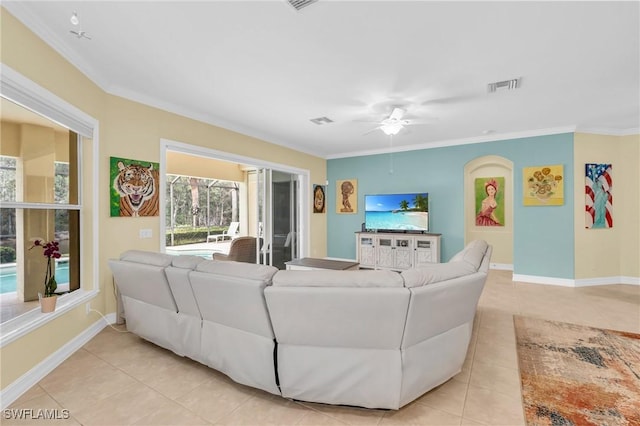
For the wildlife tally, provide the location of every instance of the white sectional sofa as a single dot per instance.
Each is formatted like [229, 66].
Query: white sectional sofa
[375, 339]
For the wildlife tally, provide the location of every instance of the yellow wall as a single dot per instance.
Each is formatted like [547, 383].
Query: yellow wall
[615, 251]
[189, 165]
[128, 130]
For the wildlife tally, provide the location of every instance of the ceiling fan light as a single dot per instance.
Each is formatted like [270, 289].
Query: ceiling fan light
[391, 128]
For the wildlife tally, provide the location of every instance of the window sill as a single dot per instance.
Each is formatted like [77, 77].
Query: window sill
[24, 324]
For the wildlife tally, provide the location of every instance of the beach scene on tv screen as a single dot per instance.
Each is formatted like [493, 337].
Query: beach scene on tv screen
[401, 212]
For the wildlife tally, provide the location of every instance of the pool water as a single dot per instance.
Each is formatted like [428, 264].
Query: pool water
[194, 252]
[8, 277]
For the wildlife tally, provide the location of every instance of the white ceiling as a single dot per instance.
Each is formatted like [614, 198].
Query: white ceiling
[264, 69]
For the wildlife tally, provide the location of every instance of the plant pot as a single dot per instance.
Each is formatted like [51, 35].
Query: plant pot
[48, 304]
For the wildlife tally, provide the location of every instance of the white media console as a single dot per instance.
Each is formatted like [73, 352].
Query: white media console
[396, 251]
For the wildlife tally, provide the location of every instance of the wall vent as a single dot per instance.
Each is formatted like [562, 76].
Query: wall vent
[299, 4]
[504, 85]
[321, 120]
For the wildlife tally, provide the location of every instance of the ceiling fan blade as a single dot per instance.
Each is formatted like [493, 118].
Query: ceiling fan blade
[396, 114]
[451, 99]
[372, 130]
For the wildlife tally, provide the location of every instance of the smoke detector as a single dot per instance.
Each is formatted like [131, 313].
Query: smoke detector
[504, 85]
[299, 4]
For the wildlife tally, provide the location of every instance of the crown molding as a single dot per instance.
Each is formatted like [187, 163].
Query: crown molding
[608, 131]
[494, 137]
[21, 13]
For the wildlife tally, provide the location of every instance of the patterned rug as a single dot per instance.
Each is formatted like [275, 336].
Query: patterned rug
[577, 375]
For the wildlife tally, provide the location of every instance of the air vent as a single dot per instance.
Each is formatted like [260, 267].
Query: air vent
[321, 120]
[504, 85]
[299, 4]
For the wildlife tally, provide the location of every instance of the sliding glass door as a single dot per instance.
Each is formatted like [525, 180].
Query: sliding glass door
[276, 216]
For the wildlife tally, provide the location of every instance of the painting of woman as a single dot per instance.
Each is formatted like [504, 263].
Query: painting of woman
[486, 214]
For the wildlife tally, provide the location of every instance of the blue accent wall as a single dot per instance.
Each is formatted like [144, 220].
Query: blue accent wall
[543, 236]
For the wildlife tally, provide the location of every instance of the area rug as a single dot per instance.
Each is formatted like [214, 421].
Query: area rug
[577, 375]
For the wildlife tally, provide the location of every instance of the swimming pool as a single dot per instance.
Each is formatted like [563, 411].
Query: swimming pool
[8, 277]
[194, 252]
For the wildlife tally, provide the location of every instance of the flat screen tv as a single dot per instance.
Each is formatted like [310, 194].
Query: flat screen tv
[397, 212]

- CHALLENGE: Write out only the final block of lines, starting at the line with "area rug as a single dot per instance." and running to the end of the material.

- REPLY:
For the wildlife tally, provide the location of every instance of the area rug as a single dot per instance.
Each is formatted like [214, 421].
Query: area rug
[577, 375]
For the wildlife tally, provide the location of every instance of the swimming pool as a single dot per instance.
Each is formatted like [563, 411].
Query: swimming pool
[8, 277]
[194, 252]
For the wildlife tally, provide the location of every instance of the flat screen tv as a single dot per instance.
Each is formatted like [310, 194].
Query: flat screen tv
[397, 212]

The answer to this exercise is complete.